Sayfa alıntısı.
────

Perşembe günü, buradan hatırı sayılır bir kalabalıkla, zaman zaman sözünü ettiğimiz Fatsa Gavraz’daki akrabalarımızdan Avni Serdaroğlu’nun cenâzesine gittik. Hattâ orada, bizimle berâber cenazeye katılan Necati CAFAROĞLU amcamızın, Salim Cafaroğlu adlı amcasının mezarını da gördük. Tabii, bizi oralarla akrabâ yapan büyük teyzemiz Şâdiye Hâtun’un kabrini de bulduk. Hepsine de fâtihalar okuduk.
Cuma günü namazın ardından Ordu MerkezKayadibi Köyü’ne çıktık. Gittiğimiz evdekiler her tarafı çeşit çeşit çiçeklerle donatmışlar. Harman kenarları, bahçe kıyıları, yol içleri, samanlık önleri, meyve dipleri, balkonlar. Onu ordan getirmişler, bunu buradan, bunu falancı vermiş, şunu falancı almış falan. İnsanlar toprak nîmetini en güzeliyle değerlendirmeye çalışıyorlar. Güzelliklere güzellik katıyorlar. Zâten yol boyu, köy köy, mahalle mahalle her taraf sebzelerle, meyvelerle, rengârenk yapraklarla bezeli. Benim memleketim dünyâ güzeli!
Pazar günü de Delikkaya üzerinden Arpaköy, Eymür gittik. Sonbaharın da ayrı güzellikleri var ki anlatılmaz. Havalar da güzel olunca bahçelerde âilece çalışanlar, kimi harmanlarda maç kuracak kadar bol çocuklarla köyler bayram-şenlik. Havayı müsâit bulup gurup olarak gelmiş olmalılar. Eski günlerin neşesini hatırlamamak elde değil. Nitekim, bizim Yusuf da, bir nevî zorla götürdüğümüz köyden gelmek istemedi. Komşu çocuklar vardı. Nice oyunlar oynadılar.
Daha çok da, annemin Kayadibi’ndekine benzer nitelikte çiçekliğinin biraz alt yanında, harmanın yola yakın tarafında yetişmiş sarı bir çiçek benim için zaman tüneli oldu. Ne yazık ki adını bilemiyorum. Sorduklarım da söyleyemedi. Ama, çocukluğumuzun küçük çiçekliklerinde mutlakâ bulunan ve bu mevsimde, okulların açılışıyla birlikte açan, hemen hemen her evin önünde bulunmasıyla, yol boyu bizi râyihalarıyla şenlendiren bu çiçeği koklar koklamaz sanki o günler yarım asır ötesinden benliğimi yokladı.
Sordum sarı çiçeğe; annen-baban var mıdır?

────

Veri kesiti.
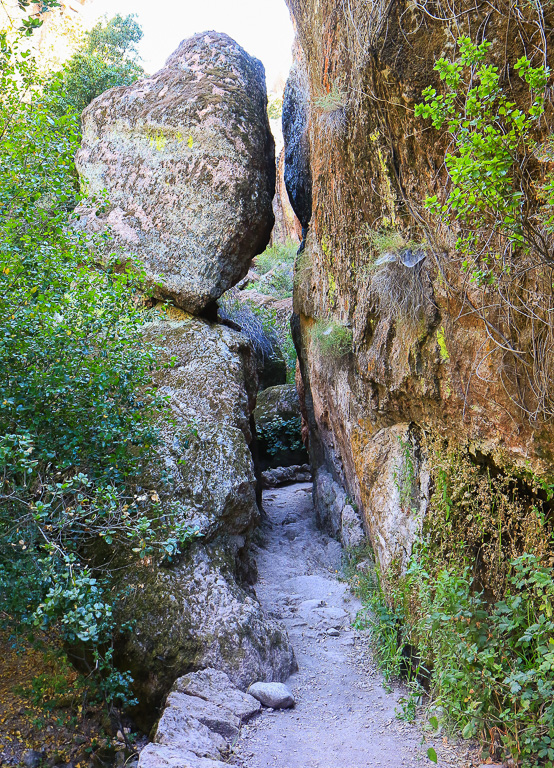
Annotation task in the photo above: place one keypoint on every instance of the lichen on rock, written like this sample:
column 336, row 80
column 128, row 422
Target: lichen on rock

────

Görev ayrıntıları.
Sayfa alıntısına göre:
(a) Perşembe günü Fatsa Gavraz'da kimin cenazesine gidildi?
(b) Pazar günü Delikkaya üzerinden hangi yerlere gidildi?
(c) Harmanın yola yakın tarafında yetişen çiçek ne renkteydi?
Bu veri başka bir kaynaktan alınmıştır.

Tam yanıt.
(a) Avni Serdaroğlu'nun cenazesine.
(b) Arpaköy ve Eymür'e.
(c) Sarı.